- _WHAT YOU NEED TO DO_:
• 1. Rewrite the film reviews from "Dire Almodovar sex" up to and including "for a while.", substituting "flight attendants" for "stewards".
• 2. In the film reviews, where was Los Amantes Pasajeros watched?

Saturday, March 23, 2024

Review of Blow Up

I had good memories of watching this film, but it doesn't seem to have aged well (though it was probably old by the time I watched it first, I was only eight years old when it came out). London in the Swinging Sixties, a wealthy and successful photographer takes pictures of attractive models and has other wannabee-models throw themselves at him, and then he almost-witnesses a murder in a park; he doesn't see it when he's there taking pictures but it reveals itself when he develops them. And then he tries to find out what happened, and doesn't succeed.

There's a lot of stuff about appearance vs reality, and whether there is reality, which seemed important the first time but now comes across as pretentious rather than interesting. It made me think of The Society of The Spectacle, an anarchist/situationist pamphlet that appeared the year after the film, which also seemed to me to profound and important at one point, and now doesn't. There are some ghastly sex scenes with the implication of coercion (see the poster), and another scene in a London club that is both exploiting and poking fun at the tawdry glamour of the emerging rock scene.

Watched in the Middle Floor at Springhill Common House - I think from an actual DVD, which felt very old-school.

Review of Los Amantes Pasajeros

Dire Almodovar sex comedy, a return to his earlier slapstick form, without much merit. I dozed off almost immediately - despite some sexually explicit scenes which ought to have been at least arousing if not interesting. But they weren't enough to keep me awake, which means it's not easy to summarise the convoluted narrative. 

Basically there's a flight with faulty landing gear, and the passengers in business class are drugged by the camp gay stewards so that they end up having a lot of sex with each other - the passengers in economy are just drugged into a stupor. There's more, but you can read the Wikipedia article if you want a summary.

Watched at Jane's shop in Horns Road, Stroud, as part of an ongoing project to watch all of Almodovar's films. This was the worst one for a while.

Image location labeling entries
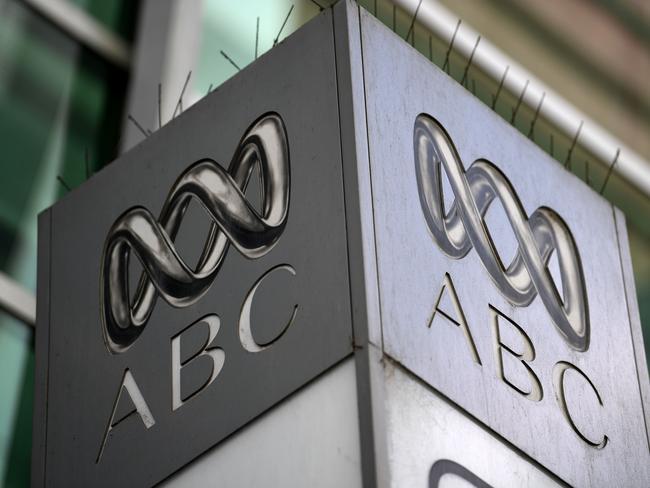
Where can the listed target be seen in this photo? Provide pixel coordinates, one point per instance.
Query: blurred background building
(83, 80)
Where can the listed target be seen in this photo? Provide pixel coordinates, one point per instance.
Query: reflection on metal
(17, 301)
(446, 467)
(245, 333)
(235, 220)
(463, 228)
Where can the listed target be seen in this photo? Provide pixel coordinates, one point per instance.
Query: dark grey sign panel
(235, 212)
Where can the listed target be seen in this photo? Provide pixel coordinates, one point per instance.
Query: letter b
(215, 354)
(525, 357)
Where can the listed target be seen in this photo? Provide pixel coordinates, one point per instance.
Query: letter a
(461, 321)
(138, 405)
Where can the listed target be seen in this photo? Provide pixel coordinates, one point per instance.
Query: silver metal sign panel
(198, 280)
(433, 444)
(500, 274)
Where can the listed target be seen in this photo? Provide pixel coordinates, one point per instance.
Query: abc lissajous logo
(234, 222)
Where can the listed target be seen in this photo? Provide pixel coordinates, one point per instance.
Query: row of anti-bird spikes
(178, 109)
(446, 67)
(531, 131)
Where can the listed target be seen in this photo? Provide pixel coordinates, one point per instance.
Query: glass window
(60, 117)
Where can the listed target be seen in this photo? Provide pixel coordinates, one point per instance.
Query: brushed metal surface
(400, 85)
(433, 444)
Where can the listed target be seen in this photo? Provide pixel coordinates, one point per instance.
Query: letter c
(559, 371)
(245, 334)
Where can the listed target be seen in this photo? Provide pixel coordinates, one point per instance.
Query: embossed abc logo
(461, 228)
(234, 221)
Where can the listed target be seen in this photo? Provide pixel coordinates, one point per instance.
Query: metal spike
(534, 121)
(230, 60)
(503, 79)
(611, 169)
(567, 161)
(180, 99)
(136, 123)
(87, 163)
(415, 15)
(62, 181)
(552, 149)
(519, 100)
(257, 36)
(451, 45)
(321, 8)
(469, 62)
(283, 24)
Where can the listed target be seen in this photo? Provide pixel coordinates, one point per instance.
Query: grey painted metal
(309, 440)
(83, 378)
(463, 362)
(41, 350)
(17, 301)
(560, 112)
(84, 29)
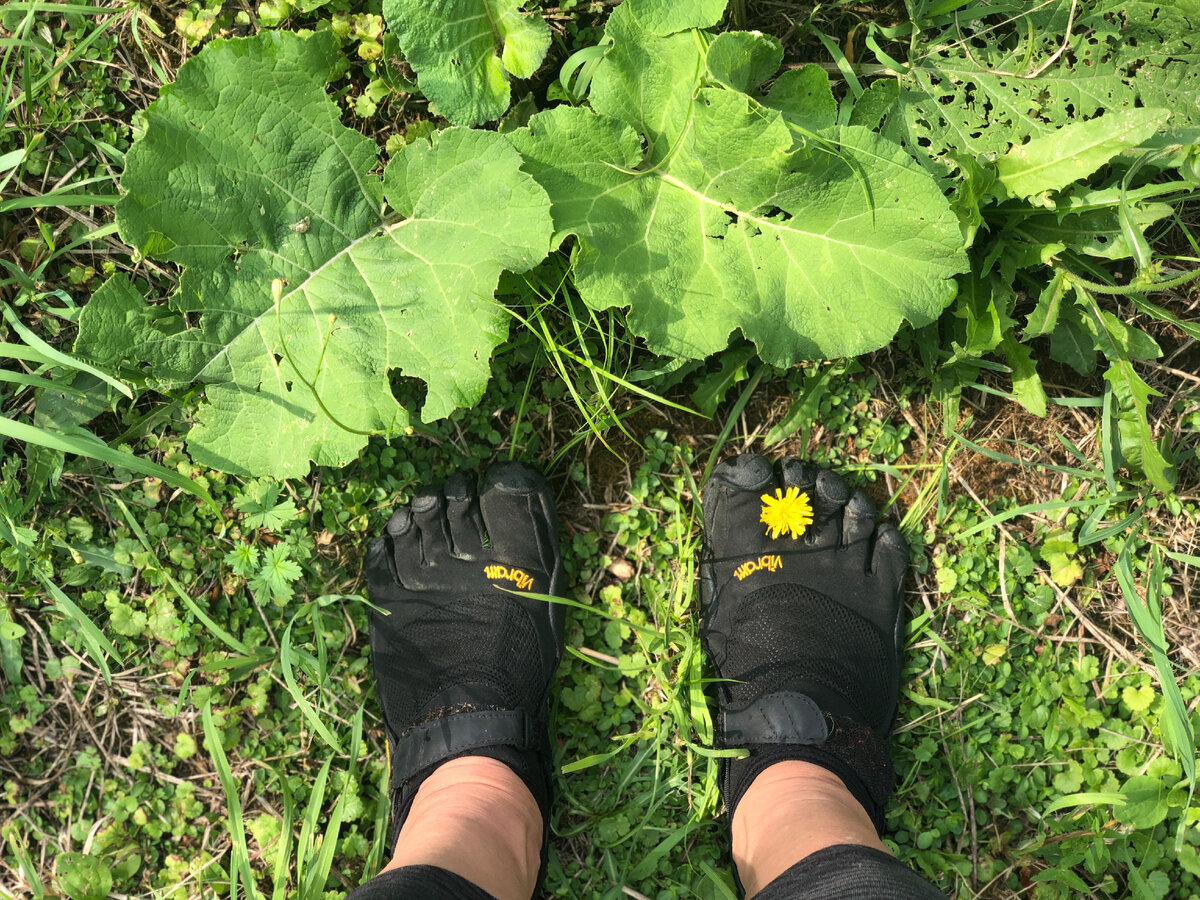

- _ANSWERS PER TASK_:
• 1.
Dire Almodovar sex comedy, a return to his earlier slapstick form, without much merit. I dozed off almost immediately - despite some sexually explicit scenes which ought to have been at least arousing if not interesting. But they weren't enough to keep me awake, which means it's not easy to summarise the convoluted narrative. 

Basically there's a flight with faulty landing gear, and the passengers in business class are drugged by the camp gay flight attendants so that they end up having a lot of sex with each other - the passengers in economy are just drugged into a stupor. There's more, but you can read the Wikipedia article if you want a summary.

Watched at Jane's shop in Horns Road, Stroud, as part of an ongoing project to watch all of Almodovar's films. This was the worst one for a while.

• 2. At Jane's shop in Horns Road, Stroud.